EXERCISE: From the items below, pull out every line that contains the string "wall", and copy each one in full. Match case exactly.

# START OF AVAILABLE RECORDS

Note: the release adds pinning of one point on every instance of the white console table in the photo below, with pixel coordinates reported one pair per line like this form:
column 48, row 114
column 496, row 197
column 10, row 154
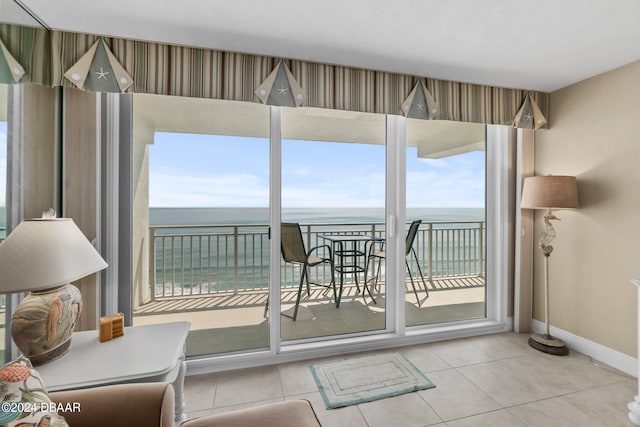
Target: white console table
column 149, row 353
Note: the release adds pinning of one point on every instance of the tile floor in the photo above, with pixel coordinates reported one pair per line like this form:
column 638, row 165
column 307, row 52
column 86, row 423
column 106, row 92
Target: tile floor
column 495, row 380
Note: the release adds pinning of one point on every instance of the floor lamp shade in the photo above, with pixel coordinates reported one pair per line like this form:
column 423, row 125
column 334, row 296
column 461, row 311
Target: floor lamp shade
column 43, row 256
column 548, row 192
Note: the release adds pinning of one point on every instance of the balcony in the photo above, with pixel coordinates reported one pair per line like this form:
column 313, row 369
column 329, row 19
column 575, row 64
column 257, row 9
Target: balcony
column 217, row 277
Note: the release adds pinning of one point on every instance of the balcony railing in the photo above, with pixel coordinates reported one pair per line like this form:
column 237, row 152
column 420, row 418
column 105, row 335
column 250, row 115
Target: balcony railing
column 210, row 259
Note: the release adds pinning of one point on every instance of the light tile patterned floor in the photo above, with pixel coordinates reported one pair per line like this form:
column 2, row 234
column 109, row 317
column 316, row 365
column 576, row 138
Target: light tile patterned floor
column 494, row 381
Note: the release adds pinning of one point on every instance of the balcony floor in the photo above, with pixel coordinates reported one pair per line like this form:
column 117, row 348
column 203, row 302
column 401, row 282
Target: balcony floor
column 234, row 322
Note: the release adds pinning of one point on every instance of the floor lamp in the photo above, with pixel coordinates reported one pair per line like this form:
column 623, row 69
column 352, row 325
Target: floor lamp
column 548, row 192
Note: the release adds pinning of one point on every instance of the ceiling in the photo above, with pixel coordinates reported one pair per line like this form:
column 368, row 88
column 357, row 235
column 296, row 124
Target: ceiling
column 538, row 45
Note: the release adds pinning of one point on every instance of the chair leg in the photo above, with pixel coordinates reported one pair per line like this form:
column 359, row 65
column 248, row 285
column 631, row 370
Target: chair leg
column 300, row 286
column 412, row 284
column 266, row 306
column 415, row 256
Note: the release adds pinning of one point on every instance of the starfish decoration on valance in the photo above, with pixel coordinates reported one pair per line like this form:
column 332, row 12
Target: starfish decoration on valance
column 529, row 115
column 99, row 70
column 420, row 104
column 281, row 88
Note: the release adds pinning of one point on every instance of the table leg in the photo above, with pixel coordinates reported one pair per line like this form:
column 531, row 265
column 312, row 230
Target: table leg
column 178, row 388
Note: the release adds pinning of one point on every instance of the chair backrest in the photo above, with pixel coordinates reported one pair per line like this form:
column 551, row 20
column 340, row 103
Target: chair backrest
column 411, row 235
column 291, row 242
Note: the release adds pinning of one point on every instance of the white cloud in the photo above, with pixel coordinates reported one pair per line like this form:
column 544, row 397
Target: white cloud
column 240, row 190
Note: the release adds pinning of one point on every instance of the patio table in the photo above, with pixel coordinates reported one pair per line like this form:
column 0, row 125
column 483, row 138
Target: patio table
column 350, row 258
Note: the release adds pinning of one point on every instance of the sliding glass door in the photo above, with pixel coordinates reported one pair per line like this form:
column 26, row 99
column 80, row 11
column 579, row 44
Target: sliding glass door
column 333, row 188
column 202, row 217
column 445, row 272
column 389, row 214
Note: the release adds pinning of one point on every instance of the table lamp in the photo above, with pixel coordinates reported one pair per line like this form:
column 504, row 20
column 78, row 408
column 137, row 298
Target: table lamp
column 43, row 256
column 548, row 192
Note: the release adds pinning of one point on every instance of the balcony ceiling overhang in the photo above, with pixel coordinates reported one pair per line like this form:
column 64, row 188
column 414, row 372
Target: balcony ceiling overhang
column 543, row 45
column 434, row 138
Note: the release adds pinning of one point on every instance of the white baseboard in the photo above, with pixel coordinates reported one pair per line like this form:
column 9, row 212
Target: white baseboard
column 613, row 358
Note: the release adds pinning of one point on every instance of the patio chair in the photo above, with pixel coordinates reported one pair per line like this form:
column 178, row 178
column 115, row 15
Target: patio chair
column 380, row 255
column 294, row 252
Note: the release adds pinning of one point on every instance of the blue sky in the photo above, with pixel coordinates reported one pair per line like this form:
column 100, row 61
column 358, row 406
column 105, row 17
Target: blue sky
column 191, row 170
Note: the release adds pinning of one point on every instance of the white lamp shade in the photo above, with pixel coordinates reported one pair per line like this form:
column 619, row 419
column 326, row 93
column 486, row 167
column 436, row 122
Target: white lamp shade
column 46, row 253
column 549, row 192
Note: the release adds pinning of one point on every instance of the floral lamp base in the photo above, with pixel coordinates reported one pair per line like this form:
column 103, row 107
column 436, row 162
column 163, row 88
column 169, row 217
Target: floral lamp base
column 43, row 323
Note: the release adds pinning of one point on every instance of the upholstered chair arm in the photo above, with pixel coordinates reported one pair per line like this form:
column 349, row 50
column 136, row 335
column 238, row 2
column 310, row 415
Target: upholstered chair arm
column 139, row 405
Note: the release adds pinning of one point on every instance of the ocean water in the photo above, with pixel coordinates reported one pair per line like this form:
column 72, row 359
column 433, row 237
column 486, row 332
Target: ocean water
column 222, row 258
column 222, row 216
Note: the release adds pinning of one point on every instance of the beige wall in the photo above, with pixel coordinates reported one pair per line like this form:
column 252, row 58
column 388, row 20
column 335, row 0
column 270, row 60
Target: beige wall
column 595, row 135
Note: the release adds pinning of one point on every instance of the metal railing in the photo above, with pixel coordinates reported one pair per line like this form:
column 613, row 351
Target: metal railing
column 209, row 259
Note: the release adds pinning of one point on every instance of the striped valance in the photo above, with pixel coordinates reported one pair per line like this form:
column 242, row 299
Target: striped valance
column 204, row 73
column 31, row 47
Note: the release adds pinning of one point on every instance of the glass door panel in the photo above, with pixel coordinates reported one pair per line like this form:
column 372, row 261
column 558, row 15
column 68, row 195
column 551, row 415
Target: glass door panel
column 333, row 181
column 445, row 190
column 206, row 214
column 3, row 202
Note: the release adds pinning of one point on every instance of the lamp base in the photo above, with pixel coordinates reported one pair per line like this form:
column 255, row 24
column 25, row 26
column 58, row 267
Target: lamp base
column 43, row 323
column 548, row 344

# END OF AVAILABLE RECORDS
# START OF AVAILABLE RECORDS

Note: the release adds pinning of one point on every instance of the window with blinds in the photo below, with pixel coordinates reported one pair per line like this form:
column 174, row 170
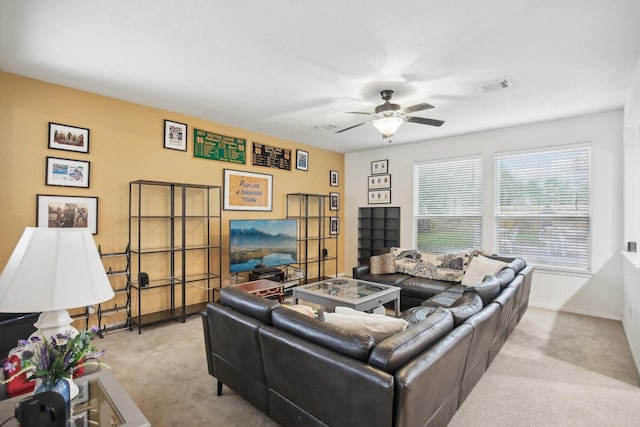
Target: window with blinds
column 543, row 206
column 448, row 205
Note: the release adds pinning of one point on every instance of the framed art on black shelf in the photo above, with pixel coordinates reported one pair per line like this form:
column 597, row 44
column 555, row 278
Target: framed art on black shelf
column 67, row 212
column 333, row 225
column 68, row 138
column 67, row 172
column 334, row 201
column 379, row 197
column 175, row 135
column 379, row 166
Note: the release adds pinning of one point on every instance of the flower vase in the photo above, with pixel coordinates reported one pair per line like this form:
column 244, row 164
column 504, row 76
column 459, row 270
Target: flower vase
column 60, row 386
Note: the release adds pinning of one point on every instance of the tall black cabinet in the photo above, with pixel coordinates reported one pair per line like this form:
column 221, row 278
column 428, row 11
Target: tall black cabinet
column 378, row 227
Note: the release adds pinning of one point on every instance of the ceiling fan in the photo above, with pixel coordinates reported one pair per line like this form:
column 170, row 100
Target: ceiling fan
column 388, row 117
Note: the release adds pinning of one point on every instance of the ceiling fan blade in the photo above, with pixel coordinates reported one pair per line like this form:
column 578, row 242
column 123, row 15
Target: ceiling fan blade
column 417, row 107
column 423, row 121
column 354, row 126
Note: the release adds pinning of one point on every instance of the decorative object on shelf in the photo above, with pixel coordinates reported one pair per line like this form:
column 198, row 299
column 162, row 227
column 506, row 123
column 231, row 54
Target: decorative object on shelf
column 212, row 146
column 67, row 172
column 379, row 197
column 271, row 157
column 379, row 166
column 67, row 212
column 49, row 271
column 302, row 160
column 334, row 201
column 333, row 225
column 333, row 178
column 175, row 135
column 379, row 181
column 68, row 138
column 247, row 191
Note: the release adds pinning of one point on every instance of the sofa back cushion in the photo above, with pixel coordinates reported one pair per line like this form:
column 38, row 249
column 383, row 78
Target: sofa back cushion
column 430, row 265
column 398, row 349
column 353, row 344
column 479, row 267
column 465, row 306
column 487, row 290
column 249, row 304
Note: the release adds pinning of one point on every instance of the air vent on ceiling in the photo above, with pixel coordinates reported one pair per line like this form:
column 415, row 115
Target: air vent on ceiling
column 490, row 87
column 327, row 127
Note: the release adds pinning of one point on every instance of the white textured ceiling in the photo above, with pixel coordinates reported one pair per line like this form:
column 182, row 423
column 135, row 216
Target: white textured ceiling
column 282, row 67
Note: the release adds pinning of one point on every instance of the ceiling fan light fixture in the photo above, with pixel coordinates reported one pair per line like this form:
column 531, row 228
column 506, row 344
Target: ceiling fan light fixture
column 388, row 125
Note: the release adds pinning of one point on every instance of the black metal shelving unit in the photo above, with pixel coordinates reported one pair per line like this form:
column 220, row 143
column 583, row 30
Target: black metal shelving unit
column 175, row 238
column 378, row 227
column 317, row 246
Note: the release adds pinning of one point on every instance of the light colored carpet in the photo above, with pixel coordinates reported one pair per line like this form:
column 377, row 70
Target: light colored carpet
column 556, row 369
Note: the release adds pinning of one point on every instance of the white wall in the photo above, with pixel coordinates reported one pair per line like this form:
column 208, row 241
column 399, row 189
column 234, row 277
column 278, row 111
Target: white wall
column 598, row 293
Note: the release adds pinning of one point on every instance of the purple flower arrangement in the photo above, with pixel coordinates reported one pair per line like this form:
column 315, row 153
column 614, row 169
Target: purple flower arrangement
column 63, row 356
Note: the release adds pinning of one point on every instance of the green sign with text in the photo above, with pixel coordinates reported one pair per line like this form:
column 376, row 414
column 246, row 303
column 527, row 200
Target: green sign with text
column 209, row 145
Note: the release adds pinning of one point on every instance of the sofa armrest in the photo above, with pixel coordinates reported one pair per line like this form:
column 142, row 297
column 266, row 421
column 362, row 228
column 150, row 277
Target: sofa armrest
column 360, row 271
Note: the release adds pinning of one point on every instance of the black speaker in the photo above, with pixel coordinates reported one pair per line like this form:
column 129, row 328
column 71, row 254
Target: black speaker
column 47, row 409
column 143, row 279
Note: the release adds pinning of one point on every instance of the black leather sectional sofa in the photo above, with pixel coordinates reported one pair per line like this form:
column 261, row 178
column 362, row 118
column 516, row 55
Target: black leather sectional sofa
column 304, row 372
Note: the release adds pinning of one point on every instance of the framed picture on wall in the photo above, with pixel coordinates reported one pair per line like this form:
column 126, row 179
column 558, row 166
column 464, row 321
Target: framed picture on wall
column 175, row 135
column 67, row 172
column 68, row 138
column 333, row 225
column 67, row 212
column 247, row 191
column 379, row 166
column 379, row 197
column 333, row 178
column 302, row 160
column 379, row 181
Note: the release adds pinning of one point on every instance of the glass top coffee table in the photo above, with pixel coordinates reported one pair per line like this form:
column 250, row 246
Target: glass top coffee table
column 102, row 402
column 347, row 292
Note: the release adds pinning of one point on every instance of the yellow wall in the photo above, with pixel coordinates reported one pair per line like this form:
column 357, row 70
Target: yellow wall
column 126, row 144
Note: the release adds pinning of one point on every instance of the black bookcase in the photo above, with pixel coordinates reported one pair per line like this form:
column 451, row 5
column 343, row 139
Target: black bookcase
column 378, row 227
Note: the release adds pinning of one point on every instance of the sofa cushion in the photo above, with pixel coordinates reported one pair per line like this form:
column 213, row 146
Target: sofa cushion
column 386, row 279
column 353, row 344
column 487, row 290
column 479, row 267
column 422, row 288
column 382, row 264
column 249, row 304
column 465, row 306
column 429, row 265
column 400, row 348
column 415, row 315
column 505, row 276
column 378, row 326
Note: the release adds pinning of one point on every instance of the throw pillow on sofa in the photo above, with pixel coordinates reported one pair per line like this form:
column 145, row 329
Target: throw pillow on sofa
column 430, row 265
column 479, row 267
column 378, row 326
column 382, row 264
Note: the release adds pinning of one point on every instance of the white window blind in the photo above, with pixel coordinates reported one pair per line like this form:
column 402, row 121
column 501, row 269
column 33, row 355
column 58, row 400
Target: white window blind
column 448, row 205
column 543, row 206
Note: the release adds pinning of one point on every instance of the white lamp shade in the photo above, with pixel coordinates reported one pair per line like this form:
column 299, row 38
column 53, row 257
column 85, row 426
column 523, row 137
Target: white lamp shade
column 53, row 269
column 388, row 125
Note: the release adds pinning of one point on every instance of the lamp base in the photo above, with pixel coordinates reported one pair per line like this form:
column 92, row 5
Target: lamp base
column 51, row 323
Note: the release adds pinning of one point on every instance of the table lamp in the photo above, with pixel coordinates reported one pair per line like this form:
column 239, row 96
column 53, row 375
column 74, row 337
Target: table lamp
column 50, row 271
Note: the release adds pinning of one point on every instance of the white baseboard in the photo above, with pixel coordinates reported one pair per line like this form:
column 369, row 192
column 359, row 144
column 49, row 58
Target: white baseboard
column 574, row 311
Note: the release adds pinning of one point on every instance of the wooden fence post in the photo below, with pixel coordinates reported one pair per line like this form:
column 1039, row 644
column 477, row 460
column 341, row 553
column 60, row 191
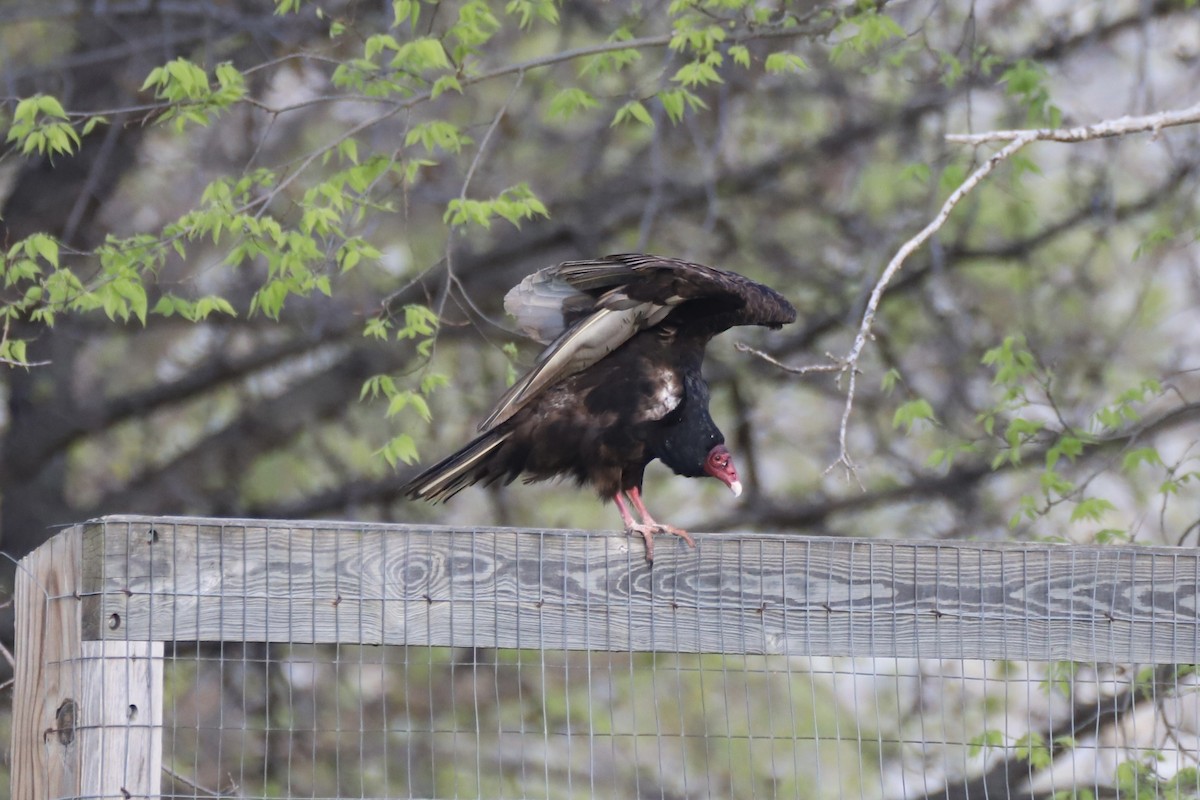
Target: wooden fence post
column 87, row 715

# END OF AVAILABLE RECORDS
# START OF AVAILABLE RECORDS

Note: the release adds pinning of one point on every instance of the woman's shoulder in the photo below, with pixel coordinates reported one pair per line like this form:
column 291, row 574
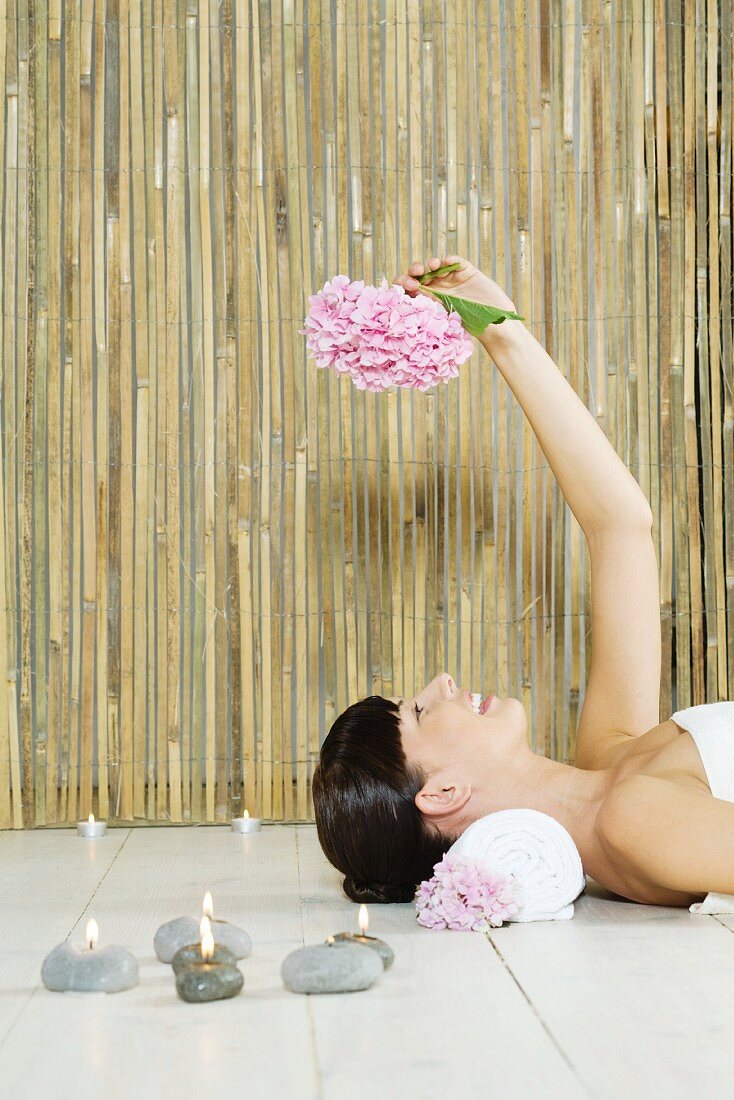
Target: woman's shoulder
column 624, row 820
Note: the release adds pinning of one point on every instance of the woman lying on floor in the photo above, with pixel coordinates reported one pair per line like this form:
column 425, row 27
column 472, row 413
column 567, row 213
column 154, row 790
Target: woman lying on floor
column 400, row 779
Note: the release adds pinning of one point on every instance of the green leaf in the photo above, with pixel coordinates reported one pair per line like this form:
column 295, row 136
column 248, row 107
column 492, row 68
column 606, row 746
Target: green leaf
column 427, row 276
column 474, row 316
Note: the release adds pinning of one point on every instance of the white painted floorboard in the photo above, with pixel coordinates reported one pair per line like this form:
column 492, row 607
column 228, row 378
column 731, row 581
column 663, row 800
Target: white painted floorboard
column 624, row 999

# END OF AVAILABLE RECORDS

REPLY TO THE EXERCISE:
Note: the release adds pinning of one point on every instance of the beige wall in the photo above, with pixel coordinates reported one pair per line like this form:
Target: beige wall
Note: the release adds pinning of one point on every instance of the white wall in the photo above, with pixel coordinates reported one pair per line like this form:
Target: white wall
Note: the release adds pinning of one point on every instance of the framed picture on wall in the photo above, with pixel coordinates reported one pair per line like this form:
Target: framed picture on wall
Note: the release adds pinning of one point on every instance of the yellow wall in the photo above, with pixel coordinates reported one pair per line like this form:
Target: yellow wall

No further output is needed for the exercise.